◆ Written exercise
Would it be possible to quote, exactly and in full, the lines from the one with "Task: the pointer indicates each instance of the orange" through the end of the entries below?

◆ Data lines
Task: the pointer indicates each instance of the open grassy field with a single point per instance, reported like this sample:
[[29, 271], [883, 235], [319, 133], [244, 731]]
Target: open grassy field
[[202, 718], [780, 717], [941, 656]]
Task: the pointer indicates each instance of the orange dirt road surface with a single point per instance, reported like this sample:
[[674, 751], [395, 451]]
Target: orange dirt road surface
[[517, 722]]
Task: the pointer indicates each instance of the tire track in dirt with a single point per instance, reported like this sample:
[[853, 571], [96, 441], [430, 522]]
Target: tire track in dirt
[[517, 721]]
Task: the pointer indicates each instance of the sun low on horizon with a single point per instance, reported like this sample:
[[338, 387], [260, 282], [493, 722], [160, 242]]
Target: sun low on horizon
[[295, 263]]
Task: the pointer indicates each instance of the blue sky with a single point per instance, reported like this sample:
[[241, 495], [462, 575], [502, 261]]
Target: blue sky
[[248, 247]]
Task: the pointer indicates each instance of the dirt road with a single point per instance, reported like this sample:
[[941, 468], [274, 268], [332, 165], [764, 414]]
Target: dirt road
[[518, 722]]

◆ Correct answer
Task: the pointer indicates each instance of the orange dirt road surface with a single point per instance, reported like this sample:
[[674, 751], [395, 451]]
Target: orange dirt road surface
[[517, 722]]
Task: the pointer indicates each instance of the tire track in dirt with a single point per instance, reported like this sample:
[[853, 571], [96, 441], [430, 522]]
Target: tire track in dirt
[[517, 721]]
Task: the pointer indicates each instance of the sun low on horizon with a single point per instance, reported like this sample:
[[338, 387], [260, 282], [493, 722], [160, 242]]
Target: sun low on horizon
[[295, 263]]
Task: the pointer indicates each instance of the blue sky with a single point per instance, reported like this sample:
[[241, 495], [462, 575], [502, 261]]
Target: blue sky
[[248, 247]]
Task: the pointer indicates each instance of the dirt road with a single point per instance, reported like this sample:
[[941, 468], [274, 268], [332, 165], [764, 414]]
Target: dirt road
[[518, 722]]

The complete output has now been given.